Records drawn from a dataset:

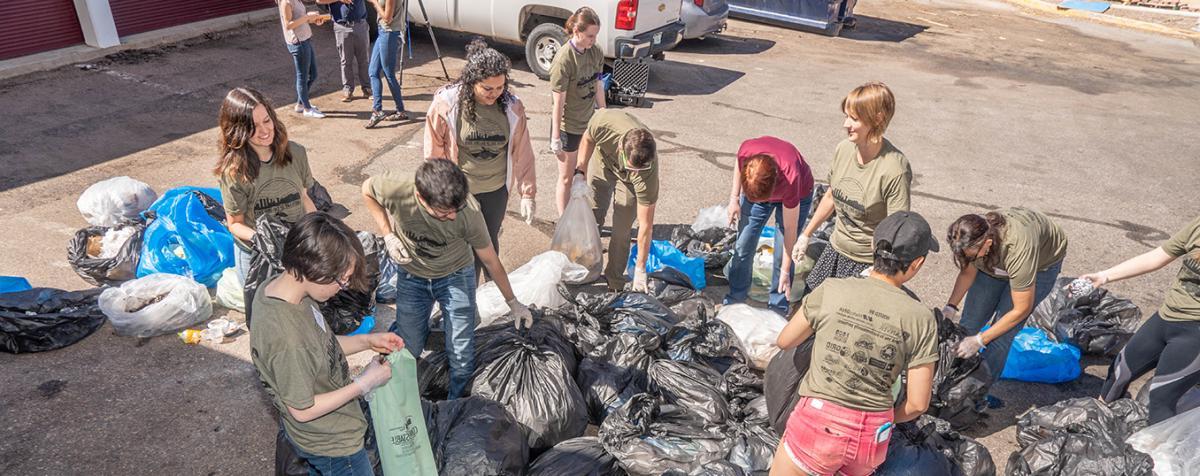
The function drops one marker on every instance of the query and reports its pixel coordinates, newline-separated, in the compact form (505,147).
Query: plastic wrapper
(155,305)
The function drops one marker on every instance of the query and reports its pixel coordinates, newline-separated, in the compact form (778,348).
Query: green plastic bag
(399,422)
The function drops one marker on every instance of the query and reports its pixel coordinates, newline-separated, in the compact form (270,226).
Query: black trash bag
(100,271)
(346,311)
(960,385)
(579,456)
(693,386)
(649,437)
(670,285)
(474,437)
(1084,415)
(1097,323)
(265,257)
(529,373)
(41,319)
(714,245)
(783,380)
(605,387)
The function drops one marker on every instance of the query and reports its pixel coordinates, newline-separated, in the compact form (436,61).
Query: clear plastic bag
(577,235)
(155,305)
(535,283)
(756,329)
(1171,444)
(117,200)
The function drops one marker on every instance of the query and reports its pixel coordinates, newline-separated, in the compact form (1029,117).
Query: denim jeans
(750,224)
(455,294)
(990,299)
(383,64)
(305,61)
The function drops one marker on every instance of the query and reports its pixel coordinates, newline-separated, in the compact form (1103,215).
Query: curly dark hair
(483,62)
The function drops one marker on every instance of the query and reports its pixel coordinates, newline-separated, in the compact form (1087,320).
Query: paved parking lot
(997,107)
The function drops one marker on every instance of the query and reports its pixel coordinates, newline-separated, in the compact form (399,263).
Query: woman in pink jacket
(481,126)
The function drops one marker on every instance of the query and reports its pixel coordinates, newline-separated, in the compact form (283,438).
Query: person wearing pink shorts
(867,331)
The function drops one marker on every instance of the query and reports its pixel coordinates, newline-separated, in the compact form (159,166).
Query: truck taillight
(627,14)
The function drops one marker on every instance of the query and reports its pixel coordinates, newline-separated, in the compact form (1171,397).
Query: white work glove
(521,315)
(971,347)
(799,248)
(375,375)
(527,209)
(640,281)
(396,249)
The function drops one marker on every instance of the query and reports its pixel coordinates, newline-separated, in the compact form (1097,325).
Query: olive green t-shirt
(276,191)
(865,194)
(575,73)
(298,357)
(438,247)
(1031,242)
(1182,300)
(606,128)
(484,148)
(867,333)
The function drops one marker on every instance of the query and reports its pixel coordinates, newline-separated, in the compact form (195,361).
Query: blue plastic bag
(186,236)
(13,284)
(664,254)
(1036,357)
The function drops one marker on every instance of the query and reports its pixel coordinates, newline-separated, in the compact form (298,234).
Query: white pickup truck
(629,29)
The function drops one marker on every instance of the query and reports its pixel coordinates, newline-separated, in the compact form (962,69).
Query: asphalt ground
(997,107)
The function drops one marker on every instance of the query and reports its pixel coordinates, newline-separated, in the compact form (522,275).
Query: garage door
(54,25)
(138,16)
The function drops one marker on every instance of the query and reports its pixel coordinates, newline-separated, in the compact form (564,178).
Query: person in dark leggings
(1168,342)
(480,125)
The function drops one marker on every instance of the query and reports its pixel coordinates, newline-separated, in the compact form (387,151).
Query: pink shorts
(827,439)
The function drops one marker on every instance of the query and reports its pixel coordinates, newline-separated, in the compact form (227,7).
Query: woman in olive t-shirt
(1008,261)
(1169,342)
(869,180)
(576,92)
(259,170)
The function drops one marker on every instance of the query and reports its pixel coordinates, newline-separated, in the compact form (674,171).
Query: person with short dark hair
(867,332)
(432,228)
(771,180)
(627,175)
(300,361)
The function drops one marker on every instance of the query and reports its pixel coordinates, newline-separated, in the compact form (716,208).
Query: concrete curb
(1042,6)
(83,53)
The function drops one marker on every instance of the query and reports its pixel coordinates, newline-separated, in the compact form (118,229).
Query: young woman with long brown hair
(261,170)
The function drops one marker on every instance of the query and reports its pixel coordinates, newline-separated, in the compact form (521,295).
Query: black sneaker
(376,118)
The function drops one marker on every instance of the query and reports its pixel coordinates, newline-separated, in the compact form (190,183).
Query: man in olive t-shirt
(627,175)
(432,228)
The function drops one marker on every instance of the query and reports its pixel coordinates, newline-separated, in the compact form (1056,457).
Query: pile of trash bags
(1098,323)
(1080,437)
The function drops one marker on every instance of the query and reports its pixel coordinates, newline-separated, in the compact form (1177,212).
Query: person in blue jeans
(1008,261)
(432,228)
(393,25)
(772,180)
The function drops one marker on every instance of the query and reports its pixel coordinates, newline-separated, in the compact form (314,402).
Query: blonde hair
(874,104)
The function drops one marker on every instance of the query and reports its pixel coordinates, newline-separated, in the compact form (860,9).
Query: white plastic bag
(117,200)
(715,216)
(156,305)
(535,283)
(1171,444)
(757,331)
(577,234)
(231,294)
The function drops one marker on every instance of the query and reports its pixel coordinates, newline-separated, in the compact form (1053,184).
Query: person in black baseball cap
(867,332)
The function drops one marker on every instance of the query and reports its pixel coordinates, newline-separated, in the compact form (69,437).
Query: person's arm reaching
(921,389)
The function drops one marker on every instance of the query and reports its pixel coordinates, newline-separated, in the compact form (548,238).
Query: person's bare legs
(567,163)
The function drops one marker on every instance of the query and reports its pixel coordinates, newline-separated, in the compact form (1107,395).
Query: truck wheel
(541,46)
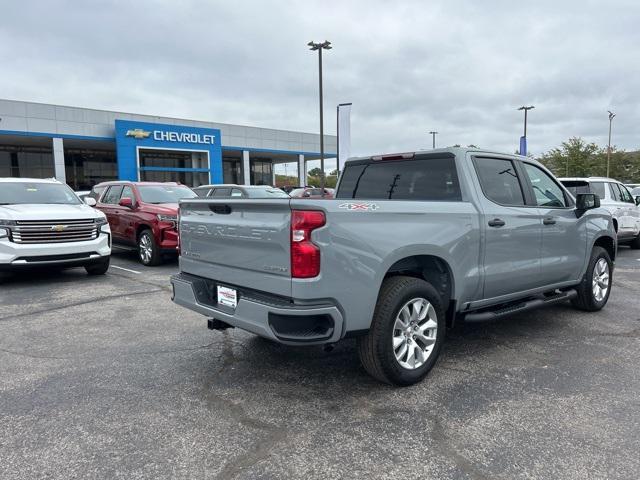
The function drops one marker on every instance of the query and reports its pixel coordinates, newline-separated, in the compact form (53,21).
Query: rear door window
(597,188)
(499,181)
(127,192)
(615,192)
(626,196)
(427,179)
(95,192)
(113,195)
==
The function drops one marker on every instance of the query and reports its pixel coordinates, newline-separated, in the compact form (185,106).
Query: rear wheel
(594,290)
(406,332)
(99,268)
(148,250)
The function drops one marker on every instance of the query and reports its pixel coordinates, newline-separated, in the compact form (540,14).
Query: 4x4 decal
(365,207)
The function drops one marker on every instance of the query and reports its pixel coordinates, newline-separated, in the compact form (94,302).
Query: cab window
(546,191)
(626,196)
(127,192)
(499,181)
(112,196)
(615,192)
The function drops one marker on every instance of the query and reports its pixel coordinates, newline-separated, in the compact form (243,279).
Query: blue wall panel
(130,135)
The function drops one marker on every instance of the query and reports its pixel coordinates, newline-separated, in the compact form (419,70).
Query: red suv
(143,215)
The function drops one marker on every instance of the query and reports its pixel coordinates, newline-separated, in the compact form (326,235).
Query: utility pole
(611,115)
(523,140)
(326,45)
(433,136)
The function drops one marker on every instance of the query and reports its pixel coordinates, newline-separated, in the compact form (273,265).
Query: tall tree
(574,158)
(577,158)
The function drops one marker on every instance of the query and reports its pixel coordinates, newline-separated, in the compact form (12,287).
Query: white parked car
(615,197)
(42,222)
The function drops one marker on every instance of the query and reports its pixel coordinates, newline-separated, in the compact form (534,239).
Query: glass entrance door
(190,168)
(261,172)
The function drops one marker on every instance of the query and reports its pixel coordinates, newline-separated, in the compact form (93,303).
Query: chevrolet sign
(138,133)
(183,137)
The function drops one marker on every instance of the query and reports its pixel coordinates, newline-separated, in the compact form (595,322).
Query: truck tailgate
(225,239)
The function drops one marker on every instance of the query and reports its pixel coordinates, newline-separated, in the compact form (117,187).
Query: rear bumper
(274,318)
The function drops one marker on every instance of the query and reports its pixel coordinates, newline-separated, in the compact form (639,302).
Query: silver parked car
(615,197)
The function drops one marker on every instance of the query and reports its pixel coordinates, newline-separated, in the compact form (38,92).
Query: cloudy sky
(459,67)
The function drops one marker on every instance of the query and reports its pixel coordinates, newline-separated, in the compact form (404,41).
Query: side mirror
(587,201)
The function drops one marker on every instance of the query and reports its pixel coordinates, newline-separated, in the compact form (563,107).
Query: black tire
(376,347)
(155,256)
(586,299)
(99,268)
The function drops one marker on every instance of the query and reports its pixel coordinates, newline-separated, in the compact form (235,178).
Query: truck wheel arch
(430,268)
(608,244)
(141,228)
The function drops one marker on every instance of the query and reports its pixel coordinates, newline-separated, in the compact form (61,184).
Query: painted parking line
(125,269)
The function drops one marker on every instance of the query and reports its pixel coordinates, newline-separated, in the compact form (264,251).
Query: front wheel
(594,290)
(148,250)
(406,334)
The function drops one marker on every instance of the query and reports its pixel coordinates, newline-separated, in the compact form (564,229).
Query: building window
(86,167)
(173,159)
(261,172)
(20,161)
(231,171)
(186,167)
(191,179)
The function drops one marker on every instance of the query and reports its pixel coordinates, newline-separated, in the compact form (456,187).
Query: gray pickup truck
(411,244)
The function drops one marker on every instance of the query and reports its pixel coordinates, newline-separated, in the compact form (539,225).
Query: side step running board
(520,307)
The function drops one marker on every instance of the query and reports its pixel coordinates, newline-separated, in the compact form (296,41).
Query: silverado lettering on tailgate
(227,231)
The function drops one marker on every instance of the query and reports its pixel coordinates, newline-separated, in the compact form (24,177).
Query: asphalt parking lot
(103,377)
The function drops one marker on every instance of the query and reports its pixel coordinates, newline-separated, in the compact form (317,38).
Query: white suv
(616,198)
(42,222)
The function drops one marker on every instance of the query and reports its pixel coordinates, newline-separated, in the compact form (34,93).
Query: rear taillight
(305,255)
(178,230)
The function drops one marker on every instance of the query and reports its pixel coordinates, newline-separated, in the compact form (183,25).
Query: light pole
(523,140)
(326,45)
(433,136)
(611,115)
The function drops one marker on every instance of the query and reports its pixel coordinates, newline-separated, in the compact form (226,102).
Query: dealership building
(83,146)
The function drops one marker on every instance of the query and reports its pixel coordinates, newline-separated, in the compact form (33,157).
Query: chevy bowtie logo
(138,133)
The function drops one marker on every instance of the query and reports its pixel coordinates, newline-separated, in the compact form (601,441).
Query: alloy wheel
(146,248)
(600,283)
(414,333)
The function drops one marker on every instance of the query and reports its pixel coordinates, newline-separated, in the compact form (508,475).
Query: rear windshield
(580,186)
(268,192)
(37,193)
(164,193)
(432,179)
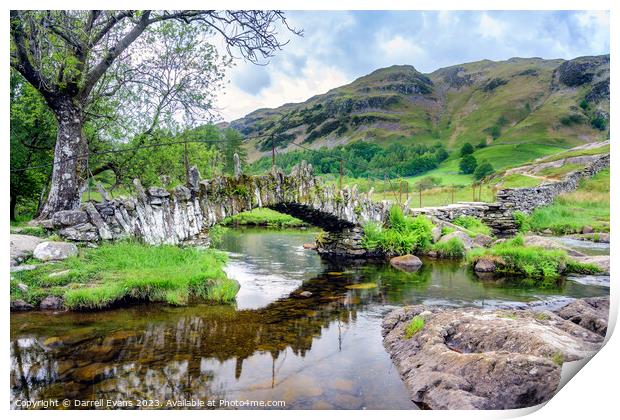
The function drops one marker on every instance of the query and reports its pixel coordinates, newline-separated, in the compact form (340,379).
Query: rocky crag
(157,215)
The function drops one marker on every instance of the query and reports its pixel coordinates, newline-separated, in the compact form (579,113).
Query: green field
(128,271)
...
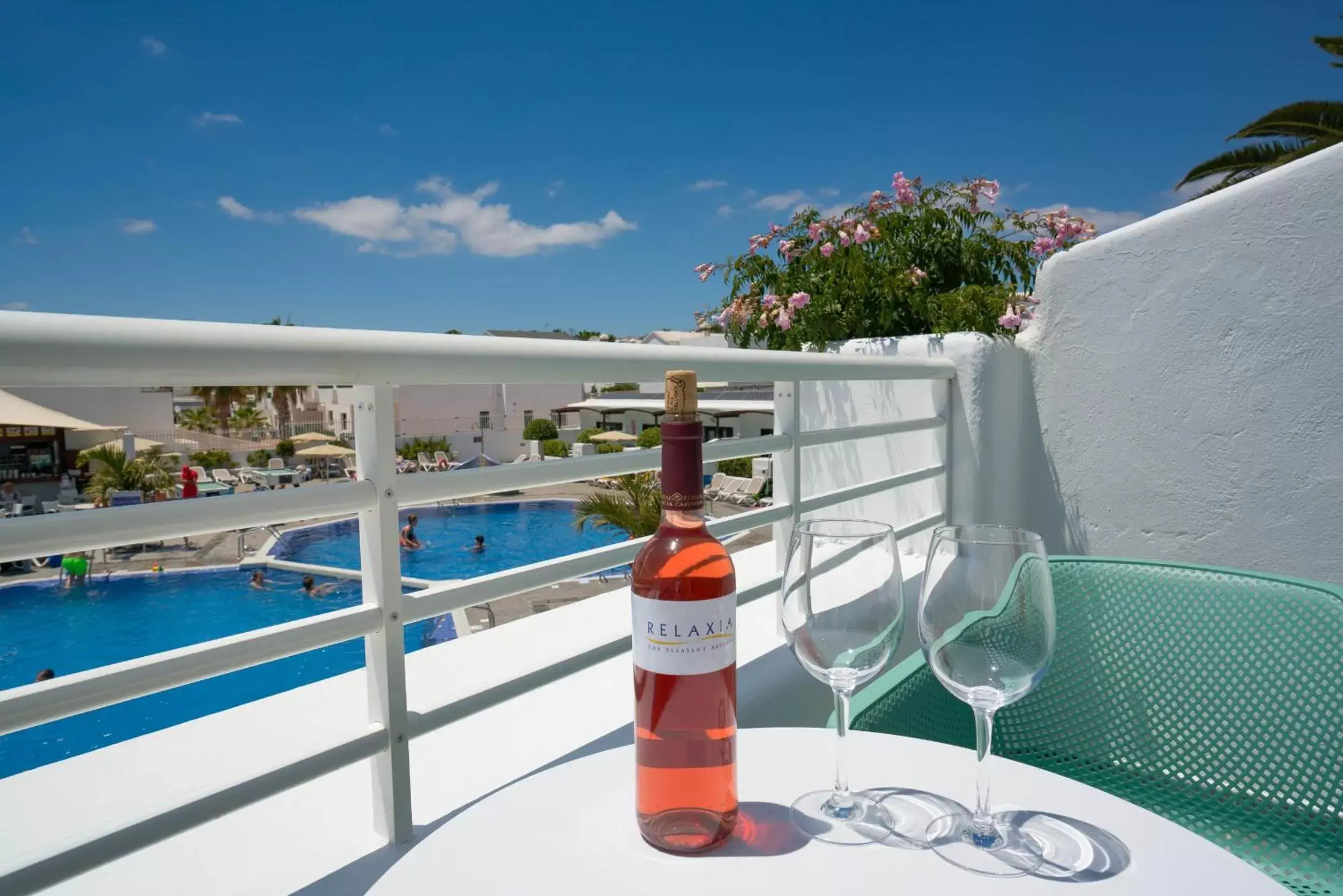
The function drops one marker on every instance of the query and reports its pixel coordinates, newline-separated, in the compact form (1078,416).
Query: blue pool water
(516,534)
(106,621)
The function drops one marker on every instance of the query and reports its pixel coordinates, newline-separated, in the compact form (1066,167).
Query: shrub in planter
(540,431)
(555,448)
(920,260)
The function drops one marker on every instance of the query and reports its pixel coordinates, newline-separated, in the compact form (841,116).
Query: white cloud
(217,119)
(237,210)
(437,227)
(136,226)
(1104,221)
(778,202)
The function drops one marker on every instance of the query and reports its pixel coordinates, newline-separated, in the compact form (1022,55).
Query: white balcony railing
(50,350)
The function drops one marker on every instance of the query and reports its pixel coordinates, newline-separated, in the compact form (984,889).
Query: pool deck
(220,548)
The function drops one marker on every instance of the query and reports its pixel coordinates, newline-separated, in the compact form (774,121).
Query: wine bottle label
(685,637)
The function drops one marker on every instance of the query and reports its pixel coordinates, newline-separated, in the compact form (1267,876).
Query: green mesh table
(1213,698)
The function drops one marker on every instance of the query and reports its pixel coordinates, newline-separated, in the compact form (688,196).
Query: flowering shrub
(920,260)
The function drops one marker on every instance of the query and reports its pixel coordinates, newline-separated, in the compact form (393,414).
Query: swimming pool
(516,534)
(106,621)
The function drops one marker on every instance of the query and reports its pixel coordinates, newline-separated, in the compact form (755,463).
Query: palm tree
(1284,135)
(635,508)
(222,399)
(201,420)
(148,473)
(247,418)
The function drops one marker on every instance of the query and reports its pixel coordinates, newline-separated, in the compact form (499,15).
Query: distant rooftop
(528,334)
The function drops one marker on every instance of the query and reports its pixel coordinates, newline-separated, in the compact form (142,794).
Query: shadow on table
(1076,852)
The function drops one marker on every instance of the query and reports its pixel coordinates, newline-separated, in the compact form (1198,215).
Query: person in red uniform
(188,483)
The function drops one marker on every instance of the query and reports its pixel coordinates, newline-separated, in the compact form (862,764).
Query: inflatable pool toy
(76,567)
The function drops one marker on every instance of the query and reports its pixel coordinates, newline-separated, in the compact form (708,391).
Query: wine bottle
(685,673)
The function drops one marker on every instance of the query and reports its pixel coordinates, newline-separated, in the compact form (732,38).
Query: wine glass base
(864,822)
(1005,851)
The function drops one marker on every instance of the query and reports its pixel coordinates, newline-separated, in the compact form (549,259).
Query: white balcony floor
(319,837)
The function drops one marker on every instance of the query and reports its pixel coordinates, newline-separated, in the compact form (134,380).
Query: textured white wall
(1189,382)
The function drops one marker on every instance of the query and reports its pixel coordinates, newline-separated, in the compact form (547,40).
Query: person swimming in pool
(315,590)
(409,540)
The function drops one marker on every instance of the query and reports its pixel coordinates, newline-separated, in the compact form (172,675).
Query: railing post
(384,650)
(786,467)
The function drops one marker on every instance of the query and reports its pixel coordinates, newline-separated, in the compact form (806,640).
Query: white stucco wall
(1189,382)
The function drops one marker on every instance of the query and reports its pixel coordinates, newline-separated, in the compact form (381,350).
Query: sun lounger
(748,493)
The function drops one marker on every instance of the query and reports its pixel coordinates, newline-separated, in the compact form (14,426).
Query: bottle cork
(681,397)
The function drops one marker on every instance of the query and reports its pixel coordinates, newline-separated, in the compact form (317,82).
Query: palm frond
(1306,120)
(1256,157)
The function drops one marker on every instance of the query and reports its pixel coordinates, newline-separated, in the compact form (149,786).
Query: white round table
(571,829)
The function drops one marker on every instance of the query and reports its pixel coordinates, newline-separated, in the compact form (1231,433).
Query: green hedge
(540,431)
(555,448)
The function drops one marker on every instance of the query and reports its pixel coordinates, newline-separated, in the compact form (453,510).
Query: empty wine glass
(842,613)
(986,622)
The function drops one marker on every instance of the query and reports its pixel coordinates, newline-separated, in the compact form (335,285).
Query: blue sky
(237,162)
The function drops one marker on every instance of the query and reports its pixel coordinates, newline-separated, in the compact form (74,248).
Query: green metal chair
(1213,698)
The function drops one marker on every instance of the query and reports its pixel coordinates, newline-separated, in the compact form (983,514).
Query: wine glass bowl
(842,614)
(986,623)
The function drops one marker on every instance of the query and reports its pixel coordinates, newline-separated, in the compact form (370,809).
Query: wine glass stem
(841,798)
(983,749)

• Your task
Using the data above, reproduce exactly the lines between those holding "compact form (264,251)." and "compact form (34,93).", inclusive, and no others.

• Solved exercise
The function drops one marker on every instance of the query and reports its pixel coordinates, newline-separated, in the compact form (264,251).
Query: front wheel
(594,290)
(148,250)
(406,334)
The function drops one marker on every instance of the query and reports its pixel coordinates, newline-separated, in the compact form (564,229).
Query: building window
(86,167)
(173,159)
(261,172)
(20,161)
(231,171)
(186,167)
(191,179)
The function drops one marker on every instance of the query and reports its pixel coordinates, newline-separated, in the compact form (456,187).
Query: gray pickup truck
(411,244)
The function drops one marker on every instance of the query and reports its pixel coordinates, newline-separated, in the compact form (539,225).
Query: side step running board
(520,307)
The function drops one marker on every instance of the query and reports its pixel coordinates, newline-separated, in the compact form (296,41).
Query: silverado lettering on tailgate
(227,231)
The function drops one marker on every instance of the query and reports its pixel coordinates, newline-separated, in the compact form (24,177).
Query: asphalt parking lot
(103,377)
The function drops one marker on every instance of the query and reports its pixel coordinates, newline-separated, in the compact form (317,38).
Query: white suv
(616,198)
(42,222)
The function drops one marker on every instance of the query and reports its pixel coordinates, newline-separated, in the compact form (34,93).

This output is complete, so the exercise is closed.